* [Work instructions]: Copy out the whole listing below, swapping every "place a dot" for "mark a point" and keeping everything else unchanged.

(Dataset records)
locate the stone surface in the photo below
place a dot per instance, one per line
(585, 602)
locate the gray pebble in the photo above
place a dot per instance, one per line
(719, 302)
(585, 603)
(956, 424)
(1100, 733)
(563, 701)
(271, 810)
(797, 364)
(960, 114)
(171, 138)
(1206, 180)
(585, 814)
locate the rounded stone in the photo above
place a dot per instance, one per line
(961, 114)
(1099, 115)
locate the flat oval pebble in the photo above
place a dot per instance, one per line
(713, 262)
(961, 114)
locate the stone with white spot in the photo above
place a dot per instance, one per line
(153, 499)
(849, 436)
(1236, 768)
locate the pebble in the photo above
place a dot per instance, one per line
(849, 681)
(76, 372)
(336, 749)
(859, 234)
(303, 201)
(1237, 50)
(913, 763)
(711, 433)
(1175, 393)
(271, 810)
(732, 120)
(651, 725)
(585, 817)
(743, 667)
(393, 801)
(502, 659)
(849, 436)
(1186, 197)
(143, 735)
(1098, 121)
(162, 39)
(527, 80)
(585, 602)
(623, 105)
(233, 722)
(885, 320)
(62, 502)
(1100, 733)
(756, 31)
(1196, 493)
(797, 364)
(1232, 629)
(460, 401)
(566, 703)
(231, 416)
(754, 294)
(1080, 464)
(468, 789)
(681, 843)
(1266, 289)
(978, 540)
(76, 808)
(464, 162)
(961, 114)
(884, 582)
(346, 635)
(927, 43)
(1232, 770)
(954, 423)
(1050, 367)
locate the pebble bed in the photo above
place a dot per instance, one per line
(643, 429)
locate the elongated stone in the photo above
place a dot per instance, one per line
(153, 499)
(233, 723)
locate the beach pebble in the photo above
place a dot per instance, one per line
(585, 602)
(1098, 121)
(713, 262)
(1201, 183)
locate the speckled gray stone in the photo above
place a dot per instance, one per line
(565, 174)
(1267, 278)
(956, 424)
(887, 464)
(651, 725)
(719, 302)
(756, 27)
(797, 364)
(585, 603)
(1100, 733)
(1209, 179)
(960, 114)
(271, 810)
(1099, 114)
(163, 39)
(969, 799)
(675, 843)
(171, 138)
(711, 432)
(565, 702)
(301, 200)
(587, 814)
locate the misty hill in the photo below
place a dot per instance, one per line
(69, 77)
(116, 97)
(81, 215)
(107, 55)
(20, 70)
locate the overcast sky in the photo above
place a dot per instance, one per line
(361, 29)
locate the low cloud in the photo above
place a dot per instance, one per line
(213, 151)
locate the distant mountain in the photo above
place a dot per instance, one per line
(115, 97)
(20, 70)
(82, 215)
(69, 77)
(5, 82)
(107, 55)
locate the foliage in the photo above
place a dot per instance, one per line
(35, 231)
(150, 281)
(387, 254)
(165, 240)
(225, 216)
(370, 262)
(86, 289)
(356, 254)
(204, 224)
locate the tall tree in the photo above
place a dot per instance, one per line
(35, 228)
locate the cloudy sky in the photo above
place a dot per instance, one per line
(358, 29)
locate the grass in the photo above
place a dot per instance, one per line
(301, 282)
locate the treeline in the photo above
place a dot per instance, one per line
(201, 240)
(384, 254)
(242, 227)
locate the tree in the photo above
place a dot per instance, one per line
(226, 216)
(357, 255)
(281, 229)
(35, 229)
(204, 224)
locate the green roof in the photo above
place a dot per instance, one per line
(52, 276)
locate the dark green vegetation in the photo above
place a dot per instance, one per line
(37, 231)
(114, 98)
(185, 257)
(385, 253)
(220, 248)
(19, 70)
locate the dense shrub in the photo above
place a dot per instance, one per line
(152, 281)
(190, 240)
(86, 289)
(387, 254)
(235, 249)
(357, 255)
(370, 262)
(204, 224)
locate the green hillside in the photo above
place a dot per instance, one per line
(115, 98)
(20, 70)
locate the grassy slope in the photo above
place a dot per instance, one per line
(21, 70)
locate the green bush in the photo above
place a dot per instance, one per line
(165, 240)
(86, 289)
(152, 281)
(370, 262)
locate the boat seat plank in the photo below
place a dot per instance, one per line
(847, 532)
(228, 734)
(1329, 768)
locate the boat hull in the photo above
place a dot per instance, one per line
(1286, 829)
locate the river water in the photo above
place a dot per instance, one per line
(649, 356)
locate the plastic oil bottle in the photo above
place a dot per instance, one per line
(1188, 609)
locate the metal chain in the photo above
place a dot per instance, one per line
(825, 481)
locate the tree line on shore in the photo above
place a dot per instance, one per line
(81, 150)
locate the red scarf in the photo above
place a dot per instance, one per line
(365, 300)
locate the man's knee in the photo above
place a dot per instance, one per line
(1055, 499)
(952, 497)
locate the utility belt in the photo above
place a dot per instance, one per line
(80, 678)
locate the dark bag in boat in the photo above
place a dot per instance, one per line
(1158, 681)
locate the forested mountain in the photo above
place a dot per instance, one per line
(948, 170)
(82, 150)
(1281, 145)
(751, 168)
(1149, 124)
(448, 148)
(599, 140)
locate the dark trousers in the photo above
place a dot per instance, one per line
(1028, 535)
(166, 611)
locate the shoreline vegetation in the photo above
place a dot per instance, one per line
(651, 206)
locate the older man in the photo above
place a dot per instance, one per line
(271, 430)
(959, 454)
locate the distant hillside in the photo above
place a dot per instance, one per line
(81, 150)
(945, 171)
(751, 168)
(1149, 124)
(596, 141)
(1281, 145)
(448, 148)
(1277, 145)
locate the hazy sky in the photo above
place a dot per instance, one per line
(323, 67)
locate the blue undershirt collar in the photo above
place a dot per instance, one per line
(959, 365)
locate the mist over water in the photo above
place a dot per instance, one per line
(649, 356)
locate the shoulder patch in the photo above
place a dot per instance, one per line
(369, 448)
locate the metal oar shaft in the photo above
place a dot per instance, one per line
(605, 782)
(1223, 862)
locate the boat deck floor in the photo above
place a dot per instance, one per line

* [Solution]:
locate the stone surface in the photo below
mark a point per instance, one per line
(585, 602)
locate the gray pebble in the photo above
mark a point per instance, one per line
(719, 302)
(585, 603)
(956, 424)
(1100, 733)
(563, 701)
(271, 810)
(797, 364)
(960, 114)
(171, 138)
(1206, 180)
(585, 814)
locate the rounded stone in the photo above
mark a point per instance, one per line
(961, 114)
(1099, 115)
locate the flat oval pebble in the photo above
mark a point per instance, one per line
(713, 262)
(961, 114)
locate the stone with white spot in the photo above
mark a point per instance, one per line
(153, 499)
(849, 436)
(1236, 768)
locate the pebble in the photo above
mark a point per instance, one per line
(849, 681)
(76, 372)
(336, 749)
(859, 234)
(303, 201)
(1237, 50)
(913, 763)
(711, 433)
(1175, 393)
(271, 810)
(732, 120)
(651, 725)
(585, 817)
(743, 667)
(393, 801)
(502, 659)
(849, 436)
(1186, 197)
(143, 735)
(1098, 121)
(162, 39)
(527, 80)
(585, 602)
(623, 105)
(233, 722)
(885, 320)
(62, 502)
(1100, 733)
(756, 31)
(1196, 493)
(797, 364)
(1232, 629)
(460, 401)
(566, 703)
(231, 416)
(754, 294)
(1080, 464)
(468, 789)
(681, 843)
(1266, 289)
(978, 540)
(76, 808)
(464, 162)
(961, 114)
(884, 582)
(346, 635)
(927, 43)
(1232, 770)
(954, 423)
(1050, 367)
locate the pebble bed in the photo above
mark a point per instance, one per line
(643, 429)
locate the elongated stone in the photo above
mark a point per instance, one per line
(153, 499)
(233, 723)
locate the beach pebble in the photo above
mark a point per instance, one per line
(585, 602)
(1098, 121)
(713, 262)
(1201, 183)
locate the speckled gray stone in the photo above
mark a point per instance, one per line
(565, 174)
(1267, 278)
(956, 424)
(887, 464)
(651, 725)
(719, 302)
(756, 27)
(797, 364)
(585, 603)
(1100, 733)
(1209, 179)
(960, 114)
(271, 810)
(1099, 114)
(163, 39)
(969, 799)
(675, 843)
(171, 138)
(711, 432)
(565, 702)
(301, 200)
(587, 814)
locate the misty hill in the photo below
mark a point per instance, one per line
(69, 77)
(116, 97)
(81, 215)
(107, 55)
(20, 70)
locate the overcast sky in the photo above
mark a point per instance, one per line
(361, 29)
locate the low cloud in the photo above
mark a point per instance, one per line
(213, 151)
locate the distant mountain in the photo above
mark a point per instance, one per line
(115, 97)
(20, 70)
(82, 215)
(69, 77)
(5, 82)
(107, 55)
locate the foliage in the photo above
mark a point per instance, one per line
(35, 231)
(150, 281)
(387, 254)
(165, 240)
(225, 216)
(370, 262)
(86, 289)
(356, 254)
(204, 224)
locate the tall tree in the photo above
mark a point per instance, one per line
(35, 228)
locate the cloudy sky in the photo above
mark a point per instance, one per line
(358, 29)
locate the grass in the photo above
mark a point per instance, one per line
(301, 282)
locate the treeline in the photo above
mark a point per instance, one per line
(201, 240)
(384, 254)
(242, 227)
locate the tree in the photo above
mark a point per instance, one per line
(226, 216)
(357, 255)
(281, 229)
(35, 229)
(204, 224)
locate the green roof in the photo above
mark a point per instance, one per line
(52, 276)
locate the dark green vegetation in the photo above
mark a point per instance, one per line
(37, 231)
(114, 98)
(185, 257)
(385, 253)
(220, 248)
(19, 70)
locate the dense shrub in the photo above
mark a point per instance, one per line
(152, 281)
(190, 240)
(86, 289)
(387, 254)
(235, 249)
(357, 255)
(370, 262)
(204, 224)
locate the green hillside in the photo above
mark a point per instance, one per line
(115, 98)
(20, 70)
locate the grassy slope in the photo above
mark a point per instance, one per line
(21, 70)
locate the green bush in the photo above
mark a point per instance, one per line
(165, 240)
(86, 289)
(152, 281)
(370, 262)
locate the boat seat plank in the photo below
mark a point per instance, one per line
(847, 532)
(228, 734)
(1329, 768)
locate the boat hull in the photo above
mark a point per instance, one per line
(1286, 829)
locate the river water in the photo above
mark a point per instance, one per line
(649, 356)
locate the plastic oil bottle in the photo above
mark a point per instance, one per line
(1188, 609)
locate the metal chain in the photo above
mark a point per instance, one per line
(825, 481)
locate the tree line on shore in the photo above
mark a point per instance, one per line
(81, 150)
locate the red scarf in the photo above
mark a point per instance, one per line
(365, 300)
locate the man's knee in the photo above
mark a point per instance, one per line
(1055, 499)
(952, 497)
locate the utility belt in the photo above
mark a point per instance, one per line
(80, 678)
locate the dark bag in boat in the photo above
mark a point per instance, one per line
(1158, 681)
locate the forested mountain in the photo above
mark a point per instance, one per line
(948, 170)
(82, 150)
(1281, 145)
(751, 168)
(1149, 124)
(448, 148)
(599, 140)
locate the dark trousers in the photo above
mark a point per instance, one per line
(1028, 535)
(166, 611)
locate the shoreline vegetation in the photo above
mark a point per instance, one per line
(651, 206)
locate the older man in the photo above
mark a point per instance, one per line
(271, 430)
(959, 454)
locate the distant hillside in the photo above
mark a point per instance, one per line
(81, 150)
(945, 171)
(751, 168)
(1149, 124)
(596, 141)
(1281, 145)
(448, 148)
(1277, 145)
locate the hazy sky in the photo above
mark a point per instance, one per line
(323, 67)
locate the blue undershirt collar in the photo above
mark a point per instance, one per line
(959, 365)
locate the mist over water in the photo above
mark a point per instance, one per line
(649, 356)
locate the shoulder patch in the photo above
mark a point per instance, one per line
(369, 448)
locate the metal oar shaft in the photo above
mark a point per instance, one per line
(605, 782)
(1223, 862)
locate the boat deck floor in the photo above
mark a point per instance, one per line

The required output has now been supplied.